Krefeld "Sprache als Schlüssel in die Gesellschaft"

Krefeld · Der Lions Hilfsfonds bietet 48 Flüchtlingen in einem ehrenamtlichen Projekt Deutschkurse an. Der Andrang ist groß.

 48 junge Menschen aus Syrien, dem Libanon, Iran, Irak und Afghanistan nutzen derzeit das Sprachangebot. Auch "Zeitung" steht auf dem Lehrplan.

48 junge Menschen aus Syrien, dem Libanon, Iran, Irak und Afghanistan nutzen derzeit das Sprachangebot. Auch "Zeitung" steht auf dem Lehrplan.

Foto: Lammertz

Für Ali ist alles ganz spannend. Seit mehr als einer Stunde sitzt der kleine Araber auf einem großen Stuhl neben seinem Vater. Der ist voll konzentriert. Er ist einer von knapp 3000 Flüchtlingen, die derzeit in Krefeld leben. Für ihn ist klar: Er will Ali ein Leben in Deutschland bieten. Dafür will er zügig die deutsche Sprache lernen. Zweimal in der Woche, montags und mittwochs, drückt er deshalb für jeweils vier Stunden die Schulbank. Das ermöglicht ihm der Lions Hilfsfonds Krefeld - unbürokratisch und ehrenamtlich. Und weil Ali zu jung für die Schule ist und noch keinen Platz im Kindergarten hat, kommt er ebenfalls mit. Selbst das ist kein Problem.

Vor rund zwei Monaten hatte Ulrich Tillmanns dieses Hilfsprojekt für Flüchtlinge in Krefeld aus dem Boden gestampft. 21 Lehrkräfte und zehn Betreuer - nicht nur Lions-Mitglieder - unterstützen den 60-Jährigen, der bis vor 18 Monaten ein Wirtschaftsunternehmen geführt hatte. Manche von ihnen sind noch berufstätig, alle arbeiten ehrenamtlich für das Projekt, das Räume des Flüchtlingsrats im Bleichpfadhaus mitnutzen darf. "Der Einstieg in die deutsche Sprache ist das erste Mittel der Integration", sagt Tillmanns. "Sprache ist der Schlüssel in die Gesellschaft."

48 Flüchtlinge aus Syrien, dem Libanon, Iran, Irak und Afghanistan nutzen derzeit dieses Angebot. Junge Menschen, die meisten sind zwischen 20 und 25 Jahre alt. Alle sind lernbegierig. "Sie wollen raus aus den Unterkünften, sie wollen arbeiten, sie wollen auf eigenen Füßen stehen", beschreibt Tillmanns die Situation. Und sie alle wissen: Die Tür ins unabhängige Leben in Deutschland führt nur über die Sprache.

## Angezeigte Liste
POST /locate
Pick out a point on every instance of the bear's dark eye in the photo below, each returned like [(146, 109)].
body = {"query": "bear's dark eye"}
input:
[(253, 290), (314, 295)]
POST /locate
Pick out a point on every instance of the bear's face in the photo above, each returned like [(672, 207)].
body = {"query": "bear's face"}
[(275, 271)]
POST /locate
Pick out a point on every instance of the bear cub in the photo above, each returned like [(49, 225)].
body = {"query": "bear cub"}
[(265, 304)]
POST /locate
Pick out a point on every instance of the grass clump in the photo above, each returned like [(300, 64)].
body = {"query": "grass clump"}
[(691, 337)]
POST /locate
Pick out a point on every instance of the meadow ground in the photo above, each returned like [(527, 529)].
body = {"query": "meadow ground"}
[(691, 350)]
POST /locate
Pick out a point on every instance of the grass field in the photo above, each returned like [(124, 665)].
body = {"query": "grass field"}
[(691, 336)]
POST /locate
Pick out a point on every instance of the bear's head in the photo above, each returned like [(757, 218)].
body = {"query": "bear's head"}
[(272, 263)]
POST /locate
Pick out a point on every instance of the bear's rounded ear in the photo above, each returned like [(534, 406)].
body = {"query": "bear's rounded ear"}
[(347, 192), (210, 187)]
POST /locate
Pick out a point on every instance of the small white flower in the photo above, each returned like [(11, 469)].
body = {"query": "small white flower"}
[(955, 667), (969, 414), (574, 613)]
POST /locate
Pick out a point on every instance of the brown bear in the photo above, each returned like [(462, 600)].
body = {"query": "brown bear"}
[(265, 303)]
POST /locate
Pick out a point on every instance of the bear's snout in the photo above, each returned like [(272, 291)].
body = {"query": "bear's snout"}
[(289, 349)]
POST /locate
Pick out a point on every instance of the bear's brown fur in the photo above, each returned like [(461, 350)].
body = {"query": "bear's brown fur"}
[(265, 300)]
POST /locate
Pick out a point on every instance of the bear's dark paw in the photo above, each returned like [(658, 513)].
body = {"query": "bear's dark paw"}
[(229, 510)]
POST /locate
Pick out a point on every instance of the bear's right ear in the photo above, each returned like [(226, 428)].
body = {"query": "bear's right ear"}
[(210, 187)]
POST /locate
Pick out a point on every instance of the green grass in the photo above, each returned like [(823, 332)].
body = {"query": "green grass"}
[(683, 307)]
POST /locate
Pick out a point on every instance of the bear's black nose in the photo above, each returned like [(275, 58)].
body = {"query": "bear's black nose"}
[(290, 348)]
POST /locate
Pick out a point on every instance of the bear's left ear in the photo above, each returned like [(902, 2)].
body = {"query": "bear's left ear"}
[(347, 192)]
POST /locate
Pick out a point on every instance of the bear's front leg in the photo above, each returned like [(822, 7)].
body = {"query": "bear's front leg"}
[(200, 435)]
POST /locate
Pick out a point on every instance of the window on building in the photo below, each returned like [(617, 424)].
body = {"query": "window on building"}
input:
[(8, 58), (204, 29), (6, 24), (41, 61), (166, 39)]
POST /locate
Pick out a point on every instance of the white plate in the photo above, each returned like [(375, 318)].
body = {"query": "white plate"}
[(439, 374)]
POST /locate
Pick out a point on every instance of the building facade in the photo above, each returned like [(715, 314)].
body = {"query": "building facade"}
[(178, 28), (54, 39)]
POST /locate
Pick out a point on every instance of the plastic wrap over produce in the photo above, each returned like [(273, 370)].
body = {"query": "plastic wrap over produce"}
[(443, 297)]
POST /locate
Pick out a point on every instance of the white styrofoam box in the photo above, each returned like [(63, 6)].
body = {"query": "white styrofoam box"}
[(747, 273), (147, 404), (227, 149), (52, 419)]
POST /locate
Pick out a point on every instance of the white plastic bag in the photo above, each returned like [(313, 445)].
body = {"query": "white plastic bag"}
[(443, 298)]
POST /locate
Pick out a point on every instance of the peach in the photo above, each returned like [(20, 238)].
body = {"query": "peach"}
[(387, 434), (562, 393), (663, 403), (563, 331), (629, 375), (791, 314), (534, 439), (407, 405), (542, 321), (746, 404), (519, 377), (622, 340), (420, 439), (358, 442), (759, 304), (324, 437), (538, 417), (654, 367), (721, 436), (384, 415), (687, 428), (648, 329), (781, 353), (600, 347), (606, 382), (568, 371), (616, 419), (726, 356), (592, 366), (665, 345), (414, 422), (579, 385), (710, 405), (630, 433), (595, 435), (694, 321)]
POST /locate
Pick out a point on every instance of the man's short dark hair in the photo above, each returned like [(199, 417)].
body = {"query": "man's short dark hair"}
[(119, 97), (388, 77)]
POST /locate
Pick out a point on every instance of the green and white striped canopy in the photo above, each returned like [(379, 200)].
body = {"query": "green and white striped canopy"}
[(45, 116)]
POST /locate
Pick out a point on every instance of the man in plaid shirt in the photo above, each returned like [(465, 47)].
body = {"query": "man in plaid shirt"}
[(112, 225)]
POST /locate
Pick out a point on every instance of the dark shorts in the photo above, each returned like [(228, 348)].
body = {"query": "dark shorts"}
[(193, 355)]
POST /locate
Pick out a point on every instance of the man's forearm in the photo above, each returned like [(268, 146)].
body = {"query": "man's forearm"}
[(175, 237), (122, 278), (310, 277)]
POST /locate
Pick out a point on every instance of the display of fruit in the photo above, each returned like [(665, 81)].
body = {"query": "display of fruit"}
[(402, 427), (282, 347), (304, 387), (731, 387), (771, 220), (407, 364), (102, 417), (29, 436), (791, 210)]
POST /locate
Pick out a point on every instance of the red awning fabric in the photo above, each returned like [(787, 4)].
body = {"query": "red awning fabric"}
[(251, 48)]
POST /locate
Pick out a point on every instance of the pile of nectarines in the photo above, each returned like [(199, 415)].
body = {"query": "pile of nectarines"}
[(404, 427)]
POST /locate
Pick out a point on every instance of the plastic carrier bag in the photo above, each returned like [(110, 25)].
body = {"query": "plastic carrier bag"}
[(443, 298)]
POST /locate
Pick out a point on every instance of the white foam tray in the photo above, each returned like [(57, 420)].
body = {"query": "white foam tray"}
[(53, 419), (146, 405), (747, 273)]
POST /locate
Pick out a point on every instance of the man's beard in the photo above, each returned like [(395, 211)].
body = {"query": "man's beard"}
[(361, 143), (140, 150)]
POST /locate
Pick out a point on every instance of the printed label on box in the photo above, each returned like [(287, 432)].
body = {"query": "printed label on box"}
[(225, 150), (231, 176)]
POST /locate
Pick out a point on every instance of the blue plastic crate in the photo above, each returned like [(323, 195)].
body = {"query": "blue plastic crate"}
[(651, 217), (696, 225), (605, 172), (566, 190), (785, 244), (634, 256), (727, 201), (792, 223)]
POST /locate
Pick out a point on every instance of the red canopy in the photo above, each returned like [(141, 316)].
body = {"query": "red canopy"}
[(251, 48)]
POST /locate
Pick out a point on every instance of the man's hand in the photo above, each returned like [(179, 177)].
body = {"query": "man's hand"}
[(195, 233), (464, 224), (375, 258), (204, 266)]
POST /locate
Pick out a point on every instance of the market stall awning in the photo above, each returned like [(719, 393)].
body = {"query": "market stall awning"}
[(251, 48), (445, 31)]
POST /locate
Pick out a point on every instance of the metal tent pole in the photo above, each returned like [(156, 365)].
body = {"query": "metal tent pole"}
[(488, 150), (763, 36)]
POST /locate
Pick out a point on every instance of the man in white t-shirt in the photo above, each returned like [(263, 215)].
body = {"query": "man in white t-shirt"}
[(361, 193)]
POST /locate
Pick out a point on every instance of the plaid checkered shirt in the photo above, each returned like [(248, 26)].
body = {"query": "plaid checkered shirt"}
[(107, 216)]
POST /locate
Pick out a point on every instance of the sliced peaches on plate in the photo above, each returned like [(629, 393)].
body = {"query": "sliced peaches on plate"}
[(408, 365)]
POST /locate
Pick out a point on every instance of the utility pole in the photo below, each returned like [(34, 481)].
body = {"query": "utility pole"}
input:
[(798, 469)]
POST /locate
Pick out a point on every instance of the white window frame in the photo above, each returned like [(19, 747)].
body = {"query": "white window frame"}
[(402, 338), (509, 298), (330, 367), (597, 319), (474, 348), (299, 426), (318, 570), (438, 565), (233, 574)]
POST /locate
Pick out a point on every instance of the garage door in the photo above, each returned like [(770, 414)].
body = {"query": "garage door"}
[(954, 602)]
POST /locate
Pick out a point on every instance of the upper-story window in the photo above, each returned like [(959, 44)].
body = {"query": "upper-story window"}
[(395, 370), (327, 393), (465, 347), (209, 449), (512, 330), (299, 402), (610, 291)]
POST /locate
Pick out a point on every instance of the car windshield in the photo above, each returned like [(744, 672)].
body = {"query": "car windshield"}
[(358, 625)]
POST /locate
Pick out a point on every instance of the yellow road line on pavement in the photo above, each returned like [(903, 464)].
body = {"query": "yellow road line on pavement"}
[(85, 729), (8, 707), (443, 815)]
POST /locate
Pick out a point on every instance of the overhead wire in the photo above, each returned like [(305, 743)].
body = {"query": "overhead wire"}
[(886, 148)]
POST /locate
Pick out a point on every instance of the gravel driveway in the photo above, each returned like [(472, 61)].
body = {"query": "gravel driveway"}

## Gestellte Aufgabe 1
Prüfe anhand des Artikels über die Deutschkurse des Lions Hilfsfonds, ob folgende Aussagen zutreffen: (a) Der Unterricht findet dreimal pro Woche statt. (b) Die meisten Teilnehmenden sind zwischen 20 und 25 Jahre alt. (c) Das Projekt wird von 21 Lehrkräften unterstützt. Beantworte jede mit Ja oder Nein und zitiere die entscheidenden Worte wörtlich.
## Gestellte Aufgabe 2
Schreib den Artikel über die Deutschkurse des Lions Hilfsfonds im Anschluss an seinen letzten Satz weiter.

## Erwartete Antwort 1
(a) Nein: „Zweimal in der Woche, montags und mittwochs“
(b) Ja: „die meisten sind zwischen 20 und 25 Jahre alt“
(c) Ja: „21 Lehrkräfte und zehn Betreuer“

## Erwartete Antwort 2
 Zweimal in der Woche begleitet Ali seinen Vater zum Sprachkursus.

Zweimal in der Woche begleitet Ali seinen Vater zum Sprachkursus.

Foto: Lammertz, Thomas (lamm)

Während das staatlich finanzierte Sprachangebot für die Flüchtlinge oft erst nach ein bis zwei Jahren greift, geht die Krefelder Gruppe einen anderen Weg. "Wir haben in zwei Flüchtlingseinrichtungen kleine Info-Plakate ausgehängt, unser Angebot sprach sich anschließend schnell unter den Bewohnern herum", so der Ex-Manager. Der entscheidende Vorteil für die Menschen: Auch wenn sie erst kurz in Deutschland sind und nur eine "Aufenthaltsgestattung" haben, gibt es keine rechtlichen Hürden. Sechs Monate dauern die Kurse, finanziert werden die Lernmittel über Spenden. 2000 bis 3000 Euro sind hierfür pro Halbjahr nötig. Das Tillmanns und sein Team auf dem richtigen Weg sind, beweisen die Zahlen: "Schon jetzt stehen mehr als 50 arabische Namen auf der Warteliste.

Leicht sind die Kurse für die "Schüler" nicht. Doch die "Lehrer" treffen den Nerv der Menschen, wecken eine Mischung aus Begeisterung und Leidenschaft. In zwei verschiedenen Bereichen wird unterrichtet. "Wir haben einen Alphabetisierungs- und einen regulären Deutschkursus", erklärt Tillmanns. Es werden Schriftbild und Sprache vermittelt. "Lesen ist anfangs schon deshalb nicht möglich, weil die meisten unsere lateinischen Buchstaben nicht kennen", beschreibt er die Ausgangssituation. Wissen wird in der Regel über Bilder transportiert, die deutschen Begriffe werden gemeinsam gesprochen. Es geht um ganz praktische Dinge wie Fahrpläne, Uhrzeit, Zeitung aber auch Gleichberechtigung oder Religionen. Die Grammatik wird in dieser Phase schnell zur Nebensache. "Unser Antrieb ist die Überzeugung, dass der Staat alles tut, was möglich ist", sagt Tillmanns zur Ursprungsidee der Maßnahme. "Die tatsächliche Integration kann aber nur über die Menschen erfolgen." Erkennbar ist, dass diese Form von Hilfe ankommt. Glückliche und dankbare Gesichter lächeln den Helfern entgegen.

Da ist auch der kleine Ali keine Ausnahme. Sein Vater hat sich in der vergangenen Stunde unter anderem mit der Bundeskanzlerin und dem Bundespräsidenten beschäftigt. Auch deren Namen wurden gemeinsam laut gesprochen - und Ali machte begeistert mit.